▶ _Exercise brief_
Set down the data again in full, keeping every line exactly as it is.

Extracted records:
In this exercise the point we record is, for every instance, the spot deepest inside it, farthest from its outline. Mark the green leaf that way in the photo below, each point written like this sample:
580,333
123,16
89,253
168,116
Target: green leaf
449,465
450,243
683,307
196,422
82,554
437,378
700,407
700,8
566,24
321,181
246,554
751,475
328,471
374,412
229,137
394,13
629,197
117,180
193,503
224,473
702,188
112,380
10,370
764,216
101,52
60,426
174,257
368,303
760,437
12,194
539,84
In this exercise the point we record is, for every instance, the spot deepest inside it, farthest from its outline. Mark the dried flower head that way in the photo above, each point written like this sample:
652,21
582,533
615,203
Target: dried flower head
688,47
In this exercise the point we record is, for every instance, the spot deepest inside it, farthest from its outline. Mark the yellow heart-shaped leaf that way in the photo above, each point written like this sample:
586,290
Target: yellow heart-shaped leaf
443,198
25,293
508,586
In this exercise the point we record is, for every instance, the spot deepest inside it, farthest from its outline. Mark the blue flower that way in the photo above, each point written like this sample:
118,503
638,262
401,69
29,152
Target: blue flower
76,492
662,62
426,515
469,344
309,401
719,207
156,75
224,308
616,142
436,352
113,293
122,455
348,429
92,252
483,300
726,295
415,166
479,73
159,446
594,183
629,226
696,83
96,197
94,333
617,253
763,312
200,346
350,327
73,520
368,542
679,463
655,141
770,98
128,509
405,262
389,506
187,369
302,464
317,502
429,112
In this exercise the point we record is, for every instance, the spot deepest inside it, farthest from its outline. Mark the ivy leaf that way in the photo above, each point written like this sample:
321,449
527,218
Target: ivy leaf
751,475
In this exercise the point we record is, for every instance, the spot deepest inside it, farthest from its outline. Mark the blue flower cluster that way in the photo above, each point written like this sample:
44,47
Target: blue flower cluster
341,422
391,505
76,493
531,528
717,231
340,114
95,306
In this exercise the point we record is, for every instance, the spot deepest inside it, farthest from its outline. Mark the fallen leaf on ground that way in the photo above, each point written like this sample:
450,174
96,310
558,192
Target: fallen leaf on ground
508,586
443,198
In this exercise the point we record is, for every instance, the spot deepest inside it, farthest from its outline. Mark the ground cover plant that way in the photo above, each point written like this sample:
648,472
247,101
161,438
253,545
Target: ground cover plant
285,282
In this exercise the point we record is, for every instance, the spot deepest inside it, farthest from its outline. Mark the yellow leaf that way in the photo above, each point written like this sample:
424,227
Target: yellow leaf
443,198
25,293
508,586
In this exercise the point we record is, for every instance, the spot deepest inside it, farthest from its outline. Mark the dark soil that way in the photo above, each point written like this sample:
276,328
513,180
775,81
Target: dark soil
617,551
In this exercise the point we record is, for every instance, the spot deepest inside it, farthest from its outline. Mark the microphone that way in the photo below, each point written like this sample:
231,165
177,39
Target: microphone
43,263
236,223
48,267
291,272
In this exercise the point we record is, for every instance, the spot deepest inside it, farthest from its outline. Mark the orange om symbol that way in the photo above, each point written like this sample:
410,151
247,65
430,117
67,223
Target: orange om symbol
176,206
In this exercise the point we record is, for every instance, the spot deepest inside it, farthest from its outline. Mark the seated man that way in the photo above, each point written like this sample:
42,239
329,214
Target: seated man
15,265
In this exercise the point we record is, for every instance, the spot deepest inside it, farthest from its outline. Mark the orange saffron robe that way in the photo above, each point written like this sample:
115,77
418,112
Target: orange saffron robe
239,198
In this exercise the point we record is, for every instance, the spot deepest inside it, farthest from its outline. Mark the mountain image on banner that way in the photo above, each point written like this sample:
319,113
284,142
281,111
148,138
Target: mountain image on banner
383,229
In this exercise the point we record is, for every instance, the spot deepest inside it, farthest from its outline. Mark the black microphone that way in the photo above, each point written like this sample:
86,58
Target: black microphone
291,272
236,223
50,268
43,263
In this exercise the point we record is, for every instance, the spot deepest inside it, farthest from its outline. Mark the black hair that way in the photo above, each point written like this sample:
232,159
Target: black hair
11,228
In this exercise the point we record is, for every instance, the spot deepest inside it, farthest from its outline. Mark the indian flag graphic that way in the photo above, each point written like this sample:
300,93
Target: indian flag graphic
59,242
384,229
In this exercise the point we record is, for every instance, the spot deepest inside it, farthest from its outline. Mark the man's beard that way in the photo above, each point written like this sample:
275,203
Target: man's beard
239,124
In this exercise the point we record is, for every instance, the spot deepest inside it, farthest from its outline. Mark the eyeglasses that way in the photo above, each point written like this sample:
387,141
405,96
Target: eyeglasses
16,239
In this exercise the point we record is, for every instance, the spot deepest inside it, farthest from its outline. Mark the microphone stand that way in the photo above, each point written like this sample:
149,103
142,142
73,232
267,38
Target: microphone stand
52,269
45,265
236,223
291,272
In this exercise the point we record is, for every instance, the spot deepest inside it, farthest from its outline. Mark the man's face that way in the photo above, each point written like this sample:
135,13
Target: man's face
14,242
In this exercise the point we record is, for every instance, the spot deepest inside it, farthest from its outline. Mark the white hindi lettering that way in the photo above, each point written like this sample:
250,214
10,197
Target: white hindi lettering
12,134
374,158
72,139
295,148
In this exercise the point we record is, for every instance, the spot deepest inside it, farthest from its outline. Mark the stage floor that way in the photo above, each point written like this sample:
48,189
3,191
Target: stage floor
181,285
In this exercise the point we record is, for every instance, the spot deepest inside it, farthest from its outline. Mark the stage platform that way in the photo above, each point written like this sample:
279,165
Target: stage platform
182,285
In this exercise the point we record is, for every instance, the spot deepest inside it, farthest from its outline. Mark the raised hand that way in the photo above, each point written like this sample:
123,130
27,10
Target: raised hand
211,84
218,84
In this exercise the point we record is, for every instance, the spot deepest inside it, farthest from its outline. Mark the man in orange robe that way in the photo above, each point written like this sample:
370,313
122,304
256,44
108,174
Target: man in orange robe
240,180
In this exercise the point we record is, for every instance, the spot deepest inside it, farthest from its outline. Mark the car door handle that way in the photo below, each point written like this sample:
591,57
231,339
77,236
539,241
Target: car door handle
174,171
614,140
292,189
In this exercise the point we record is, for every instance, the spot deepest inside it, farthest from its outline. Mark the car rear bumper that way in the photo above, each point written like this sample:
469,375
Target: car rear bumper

▶ _Written solution_
In this exercise the point we record is, for every instance, the spot deepest inside it, farthest from its outline. Mark the green leaf that way in the photo below, each point written like this sample:
580,333
123,16
89,253
168,116
Target: green leaf
449,465
450,243
683,307
196,422
82,554
437,378
700,407
700,8
566,24
321,181
246,554
751,475
328,471
374,412
229,137
394,13
629,197
117,180
193,503
224,473
702,188
112,380
10,370
764,216
101,52
60,426
174,257
368,303
760,437
12,194
539,84
In this exercise the point we record is, for every instance, the spot deepest inside it, farthest from its outline. Mark the dried flower head that way in the photo above, each point written like this sample:
652,21
582,533
615,203
Target: dried flower head
688,47
In this exercise the point we record is, for every instance, the spot deepest inside it, farthest from its outline. Mark the yellow heart-shaped leaf that way in the photo above, each point written like this sample:
586,290
Target: yellow heart-shaped leaf
443,198
25,293
508,586
In this exercise the point we record is, for every instance, the spot deepest inside it, farthest from its outline. Mark the blue flower that way in the photo above, each point written like this sample:
118,503
638,262
401,69
29,152
Target: blue flower
76,492
662,62
426,515
469,344
309,401
719,207
156,75
224,308
616,142
436,352
113,293
122,455
348,429
92,252
483,300
726,295
415,166
479,73
159,446
594,183
629,226
696,83
96,197
94,333
617,253
763,312
200,346
350,327
73,520
368,542
679,463
655,141
770,98
128,509
405,262
389,506
187,369
302,464
317,502
429,112
In this exercise the point we record is, for every instance, the spot deepest inside it, farthest from its outline. Mark the ivy leaf that way in the photo above, each point written like this sample:
321,449
527,218
Target: ivy leaf
751,475
In this exercise the point we record is, for every instance, the spot deepest inside it, farthest from its outline. Mark the blue flower cluster that way in the photo above, each point written like this sample:
44,47
Target: blue flower cluster
341,422
391,505
76,493
531,528
717,231
340,114
95,306
In this exercise the point we record is, for every instance, the spot deepest inside it, farthest from its outline. Mark the fallen leaf on ground that way in the photo above, each point written like this sample:
450,174
96,310
558,192
Target: fallen leaf on ground
508,586
443,198
In this exercise the point we record is, for every instance, the spot deepest inside it, farthest from its outline. Mark the ground cover plant that way in the photo above, each point written like this sample:
648,472
247,101
161,438
253,545
Target: ground cover plant
285,282
In this exercise the point we record is, for every instance, the spot deepest inside it, farthest from its outline. Mark the yellow leaf that way in the photo above, each point written like this sample:
424,227
Target: yellow leaf
443,198
25,293
508,586
In this exercise the point we record is, for every instance, the spot deepest inside it, farthest from its outline. Mark the dark soil that way in the photo above, each point written like this sample:
276,328
513,180
775,81
Target: dark soil
617,551
In this exercise the point we record is, for every instance, the spot deepest inside it, farthest from its outline. Mark the microphone that way in the photo below, each point written like this sample:
231,165
177,39
Target: microphone
43,263
236,223
48,267
291,272
In this exercise the point we record is, for every instance, the spot deepest inside it, farthest from its outline. Mark the orange om symbol that way in the photo above, each point written like this sample:
410,151
247,65
430,117
67,223
Target: orange om symbol
176,206
In this exercise the point we record is, for every instance, the spot deepest inside it, farthest from its outline. Mark the seated man that way in the photo above, each point written like this sample:
42,239
329,214
Target: seated man
15,265
In this exercise the point we record is, for every instance, the spot deepest inside it, farthest from its outline. Mark the orange saffron robe that way in the photo above, each point written like this sample:
115,77
418,112
Target: orange saffron robe
239,198
In this exercise the point we record is, for every instance, the spot deepest inside it, farthest from its outline. Mark the mountain image on banner that way in the photo above, each point written like this sample:
319,113
284,142
281,111
148,138
Target: mountain image on banner
383,229
In this exercise the point we record is, for every instance, the spot deepest inside it, farthest from its outline. Mark the black microphone that way in the photo above, each point written like this sample:
86,58
Target: black microphone
291,272
236,223
50,268
43,263
In this exercise the point we record is, for every instance, the spot deepest inside it, farthest from its outline. Mark the black hair that way in the photo above, each point written like this sample:
232,159
Target: black hair
11,228
In this exercise the point we record is, for every instance, the spot deepest inside it, farthest from its outline. Mark the indian flag graphic that way in the photo above, each point written like this sample:
300,93
Target: indian flag graphic
59,242
384,229
In this exercise the point we record is, for every instance, the spot deepest inside it, farthest from its outline. Mark the man's beard that way in the photo above, each point written like this sample:
275,203
Target: man's beard
239,124
In this exercise the point we record is, for every instance, the spot deepest inside it, farthest from its outline. Mark the eyeglasses that way in the photo above, each point written like this sample:
387,141
405,96
Target: eyeglasses
16,239
In this exercise the point we record is, for every instance, the spot deepest inside it, farthest from its outline. Mark the microphone stand that way in the photo above, each point written like this sample:
149,103
142,142
73,232
267,38
Target: microphone stand
52,269
45,265
236,223
291,272
In this exercise the point we record is, for every instance, the spot deepest inside it, farthest from its outline. Mark the man's face that way in the photo above, each point written like this sample:
135,13
Target: man's face
14,242
In this exercise the point we record is, for every instance, the spot deepest inside it, farthest from its outline. Mark the white hindi lettering that way in the photo above, each point written like this sample:
250,214
10,197
Target: white hindi lettering
12,134
374,158
72,139
295,148
In this exercise the point we record is, for every instance, the spot deepest inside it, farthest from its outline. Mark the stage floor that way in the photo above, each point written like this sample:
48,189
3,191
Target: stage floor
181,285
In this exercise the point we record is, for every instance, the spot deepest inside it, farthest from its outline. Mark the stage platform that way in the photo above, each point written like this sample:
279,165
Target: stage platform
182,285
In this exercise the point we record is, for every instance, the spot deepest inside it, farthest from its outline. Mark the raised hand that way in the photo above, each point written like this sample:
123,130
27,10
Target: raised hand
211,84
218,84
In this exercise the point we record is, for every instance, the spot deepest inside it, farthest from its outline. Mark the man in orange robe that way in the photo above, each point written like this sample:
370,313
122,304
256,44
108,174
Target: man in orange robe
240,180
In this exercise the point we record is, for every instance, the spot deepest inside it, farthest from its outline. Mark the car door handle that way in the photo below, each point written like this sample:
591,57
231,339
77,236
539,241
Target: car door handle
174,171
614,140
292,189
In this exercise the point we record is, for every instance, the spot deepest inside it, farthest from its outline. Mark the car rear bumper that way in the photo above, each point written like this sample:
469,375
Target: car rear bumper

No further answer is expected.